__Set problem__. Repeat the material below line for line, leaving out the pictures.

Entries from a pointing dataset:
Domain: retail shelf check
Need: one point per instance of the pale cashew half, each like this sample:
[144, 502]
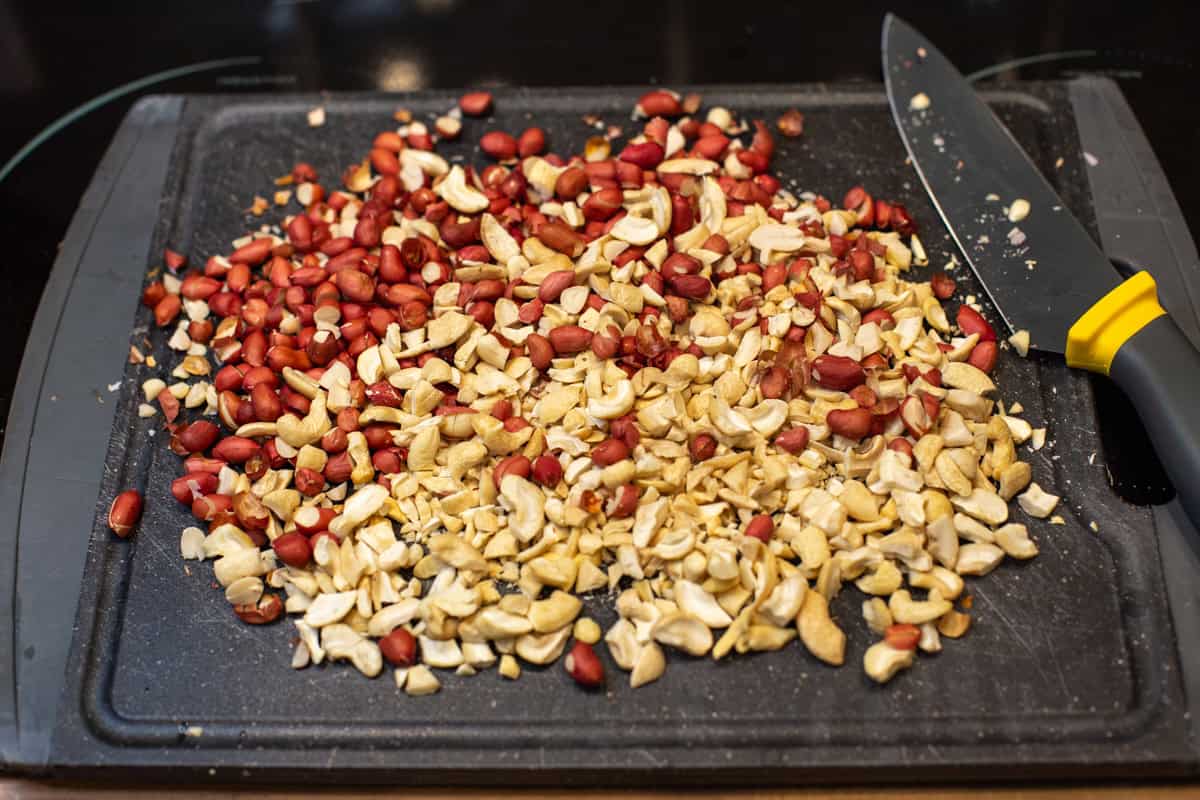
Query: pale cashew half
[713, 205]
[1037, 503]
[875, 612]
[498, 241]
[907, 611]
[1014, 540]
[359, 506]
[528, 506]
[495, 623]
[618, 402]
[327, 609]
[556, 612]
[881, 661]
[819, 632]
[635, 230]
[785, 600]
[543, 648]
[461, 197]
[695, 601]
[683, 632]
[985, 506]
[960, 374]
[978, 558]
[311, 428]
[389, 618]
[649, 666]
[623, 645]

__Written reply__.
Domain: retail shelf check
Need: one point per instance of the pale cashew half, each like this sample:
[144, 502]
Query: pale cashew half
[713, 205]
[1037, 503]
[875, 612]
[498, 241]
[907, 611]
[1014, 540]
[359, 506]
[528, 506]
[495, 623]
[618, 402]
[327, 609]
[556, 612]
[881, 661]
[819, 632]
[635, 230]
[785, 600]
[543, 648]
[461, 197]
[695, 601]
[683, 632]
[985, 506]
[960, 374]
[978, 558]
[311, 428]
[389, 618]
[649, 666]
[623, 645]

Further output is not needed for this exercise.